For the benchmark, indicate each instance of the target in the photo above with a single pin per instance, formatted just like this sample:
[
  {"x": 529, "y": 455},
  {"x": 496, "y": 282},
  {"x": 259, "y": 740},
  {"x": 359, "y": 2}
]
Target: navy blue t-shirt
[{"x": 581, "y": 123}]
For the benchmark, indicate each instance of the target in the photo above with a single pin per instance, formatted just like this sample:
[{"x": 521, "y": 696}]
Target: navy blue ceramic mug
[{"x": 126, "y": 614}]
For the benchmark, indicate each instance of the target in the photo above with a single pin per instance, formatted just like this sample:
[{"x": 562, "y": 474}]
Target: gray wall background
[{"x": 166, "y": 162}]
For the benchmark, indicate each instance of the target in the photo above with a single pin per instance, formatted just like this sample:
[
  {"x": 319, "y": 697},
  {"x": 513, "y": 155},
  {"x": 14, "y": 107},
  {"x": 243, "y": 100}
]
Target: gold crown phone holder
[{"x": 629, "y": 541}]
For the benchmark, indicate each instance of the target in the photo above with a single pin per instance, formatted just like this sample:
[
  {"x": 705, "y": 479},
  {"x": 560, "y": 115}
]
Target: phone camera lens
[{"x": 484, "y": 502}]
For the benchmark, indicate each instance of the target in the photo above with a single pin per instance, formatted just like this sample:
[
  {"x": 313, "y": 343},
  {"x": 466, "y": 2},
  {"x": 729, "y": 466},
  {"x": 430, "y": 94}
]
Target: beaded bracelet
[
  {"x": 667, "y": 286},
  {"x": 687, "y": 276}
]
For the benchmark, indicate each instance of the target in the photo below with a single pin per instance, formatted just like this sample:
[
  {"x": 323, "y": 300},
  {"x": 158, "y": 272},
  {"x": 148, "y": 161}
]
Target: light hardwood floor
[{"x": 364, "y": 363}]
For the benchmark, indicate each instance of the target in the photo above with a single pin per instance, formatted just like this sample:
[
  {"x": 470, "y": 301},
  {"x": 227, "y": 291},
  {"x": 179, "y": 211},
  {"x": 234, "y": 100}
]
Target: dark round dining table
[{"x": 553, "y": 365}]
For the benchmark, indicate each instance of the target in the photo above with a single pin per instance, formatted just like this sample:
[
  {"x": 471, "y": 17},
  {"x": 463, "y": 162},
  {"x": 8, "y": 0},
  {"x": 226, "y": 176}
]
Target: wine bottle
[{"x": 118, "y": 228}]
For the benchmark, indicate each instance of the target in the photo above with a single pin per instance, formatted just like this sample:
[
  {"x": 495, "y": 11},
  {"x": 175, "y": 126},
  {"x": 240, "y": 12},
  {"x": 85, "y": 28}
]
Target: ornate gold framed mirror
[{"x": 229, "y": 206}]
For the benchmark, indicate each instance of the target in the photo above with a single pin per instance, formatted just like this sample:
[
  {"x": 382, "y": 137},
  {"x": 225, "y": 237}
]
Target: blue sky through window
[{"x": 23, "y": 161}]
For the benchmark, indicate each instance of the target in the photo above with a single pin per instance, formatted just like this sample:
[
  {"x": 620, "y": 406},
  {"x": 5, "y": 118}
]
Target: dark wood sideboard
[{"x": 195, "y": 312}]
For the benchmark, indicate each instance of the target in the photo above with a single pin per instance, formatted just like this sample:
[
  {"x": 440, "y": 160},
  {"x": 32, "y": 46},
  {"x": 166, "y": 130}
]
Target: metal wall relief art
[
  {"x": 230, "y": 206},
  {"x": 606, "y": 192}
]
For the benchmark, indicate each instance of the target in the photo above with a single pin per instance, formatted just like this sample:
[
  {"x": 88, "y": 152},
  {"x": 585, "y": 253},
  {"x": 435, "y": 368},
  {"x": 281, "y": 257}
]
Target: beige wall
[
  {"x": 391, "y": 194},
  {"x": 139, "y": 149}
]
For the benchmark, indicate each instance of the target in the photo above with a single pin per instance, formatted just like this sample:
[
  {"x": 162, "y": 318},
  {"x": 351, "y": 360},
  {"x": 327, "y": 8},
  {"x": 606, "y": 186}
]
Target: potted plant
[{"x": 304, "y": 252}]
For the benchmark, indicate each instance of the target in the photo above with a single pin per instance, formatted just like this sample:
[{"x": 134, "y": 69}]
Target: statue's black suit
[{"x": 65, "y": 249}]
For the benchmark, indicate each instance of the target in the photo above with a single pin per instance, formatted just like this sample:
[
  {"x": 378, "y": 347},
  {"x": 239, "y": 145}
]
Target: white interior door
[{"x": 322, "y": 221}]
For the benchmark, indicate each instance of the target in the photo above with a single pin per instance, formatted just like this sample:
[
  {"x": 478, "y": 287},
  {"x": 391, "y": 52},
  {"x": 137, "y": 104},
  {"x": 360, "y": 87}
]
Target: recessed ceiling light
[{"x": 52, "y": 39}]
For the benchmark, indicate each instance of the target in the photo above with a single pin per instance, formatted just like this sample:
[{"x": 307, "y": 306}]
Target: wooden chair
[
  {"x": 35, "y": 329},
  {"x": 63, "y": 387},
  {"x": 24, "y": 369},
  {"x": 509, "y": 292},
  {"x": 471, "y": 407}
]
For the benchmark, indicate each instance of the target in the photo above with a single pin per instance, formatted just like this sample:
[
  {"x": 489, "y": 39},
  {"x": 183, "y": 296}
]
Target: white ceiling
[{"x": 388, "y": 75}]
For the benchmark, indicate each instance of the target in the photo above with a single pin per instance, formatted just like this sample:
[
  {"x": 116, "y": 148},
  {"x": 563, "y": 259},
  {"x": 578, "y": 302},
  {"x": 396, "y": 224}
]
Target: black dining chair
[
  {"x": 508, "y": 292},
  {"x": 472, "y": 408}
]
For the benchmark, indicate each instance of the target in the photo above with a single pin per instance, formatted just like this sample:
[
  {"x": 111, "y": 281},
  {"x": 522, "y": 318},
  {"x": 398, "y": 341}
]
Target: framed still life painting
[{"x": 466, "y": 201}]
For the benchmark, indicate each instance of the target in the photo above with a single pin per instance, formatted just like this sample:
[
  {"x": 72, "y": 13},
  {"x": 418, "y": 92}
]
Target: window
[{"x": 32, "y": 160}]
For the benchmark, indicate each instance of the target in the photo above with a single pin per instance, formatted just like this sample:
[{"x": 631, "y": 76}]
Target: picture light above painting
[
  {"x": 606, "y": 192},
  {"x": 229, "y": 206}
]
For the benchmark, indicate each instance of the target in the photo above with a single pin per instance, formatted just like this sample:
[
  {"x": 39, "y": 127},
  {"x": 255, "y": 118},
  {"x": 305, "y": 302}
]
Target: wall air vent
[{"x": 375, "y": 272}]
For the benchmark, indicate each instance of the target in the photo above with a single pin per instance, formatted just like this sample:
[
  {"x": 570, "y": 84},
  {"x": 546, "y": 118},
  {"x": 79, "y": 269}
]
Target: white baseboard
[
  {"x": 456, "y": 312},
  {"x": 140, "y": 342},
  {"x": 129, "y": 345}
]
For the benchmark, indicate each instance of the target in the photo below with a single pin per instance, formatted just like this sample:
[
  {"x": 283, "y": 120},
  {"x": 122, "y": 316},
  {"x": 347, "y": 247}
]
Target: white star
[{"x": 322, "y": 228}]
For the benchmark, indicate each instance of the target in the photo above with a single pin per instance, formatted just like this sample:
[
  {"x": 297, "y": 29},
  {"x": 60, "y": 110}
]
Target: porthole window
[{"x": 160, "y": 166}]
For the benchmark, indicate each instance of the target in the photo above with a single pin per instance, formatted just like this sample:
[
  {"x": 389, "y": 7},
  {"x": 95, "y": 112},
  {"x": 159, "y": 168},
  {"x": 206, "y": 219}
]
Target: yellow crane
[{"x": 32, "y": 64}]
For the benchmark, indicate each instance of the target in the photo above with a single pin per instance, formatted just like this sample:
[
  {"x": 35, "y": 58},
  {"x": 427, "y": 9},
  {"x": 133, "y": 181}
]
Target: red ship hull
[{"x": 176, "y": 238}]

### Exercise requirements
Extract, verbatim, every line of the listing above that contains the string "chair".

### Written response
Target: wooden chair
Target: black dining chair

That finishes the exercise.